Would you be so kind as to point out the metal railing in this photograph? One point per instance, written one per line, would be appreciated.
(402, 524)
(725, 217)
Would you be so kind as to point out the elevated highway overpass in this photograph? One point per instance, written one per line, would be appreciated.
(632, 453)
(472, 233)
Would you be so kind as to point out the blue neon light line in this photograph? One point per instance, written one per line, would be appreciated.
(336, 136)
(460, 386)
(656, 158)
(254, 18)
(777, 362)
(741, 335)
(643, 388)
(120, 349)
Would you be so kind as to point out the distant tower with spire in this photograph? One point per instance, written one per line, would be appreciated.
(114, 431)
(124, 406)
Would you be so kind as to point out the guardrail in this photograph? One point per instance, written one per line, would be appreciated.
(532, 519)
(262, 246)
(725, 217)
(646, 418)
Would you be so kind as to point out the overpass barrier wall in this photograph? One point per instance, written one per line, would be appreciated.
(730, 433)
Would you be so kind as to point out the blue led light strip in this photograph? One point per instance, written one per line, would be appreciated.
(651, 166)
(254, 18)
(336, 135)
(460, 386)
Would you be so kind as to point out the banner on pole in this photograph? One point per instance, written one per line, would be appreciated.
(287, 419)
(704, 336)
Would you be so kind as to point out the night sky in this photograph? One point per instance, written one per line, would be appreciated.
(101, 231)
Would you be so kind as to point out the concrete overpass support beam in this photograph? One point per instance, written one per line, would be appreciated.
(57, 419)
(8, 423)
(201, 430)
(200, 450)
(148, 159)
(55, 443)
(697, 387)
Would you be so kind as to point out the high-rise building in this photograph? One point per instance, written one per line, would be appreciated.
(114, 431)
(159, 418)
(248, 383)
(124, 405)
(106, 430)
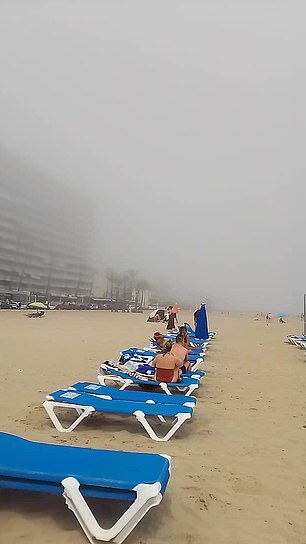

################

What you should do:
Could you write out all of the rows above again, changing every "photograph" to "image" and keeping everything else the same? Leave the pictures out.

Task output:
Would you be so kind as to point out the metal railing in this image? One point per instance, written one per line, would be appreciated.
(402, 524)
(725, 217)
Would you be so kind as to point out the elevated highway overpass in this image? One point per instance, written one per line, would be appreciated.
(632, 453)
(472, 233)
Would you be so kind as to point out the blue neon light line in this image? One point per instance, written one per line, would be appreciated.
(336, 136)
(460, 386)
(656, 158)
(254, 18)
(777, 362)
(741, 335)
(643, 388)
(120, 349)
Would you be so kind as to point out the distant tower with spire in this image? One point per instance, written one per line, would be appreciated.
(114, 431)
(124, 406)
Would you be so kind as to point out the guardrail in this image? One point per instance, written one per line, would be appreciated.
(532, 519)
(262, 246)
(725, 217)
(646, 418)
Would you be so kind as to point out the overpass barrier wall in this image? One point per instance, written one per line, would be appreciated.
(730, 433)
Would you be so kind as to point out the blue led light strip in this image? One point per instance, written one per line, would be appreciated.
(651, 166)
(254, 18)
(336, 135)
(460, 386)
Would you be so kind as to point out the banner on pole in this image? One point per instance, written one per line, would be appreciated.
(287, 419)
(704, 336)
Would you be so kind as to point out the night sky in this image? One point per instance, written one per line, would be appreciated.
(101, 231)
Would you be so kind as to point out the concrete overpass support beam in this image? One point per instance, written one per line, would be appreciated.
(57, 419)
(8, 423)
(201, 430)
(200, 450)
(148, 159)
(55, 443)
(697, 387)
Would you be so kind as to point out the high-rise building in this image? One point per instance, written one per line, would be appreciated.
(114, 431)
(159, 418)
(248, 383)
(124, 405)
(106, 430)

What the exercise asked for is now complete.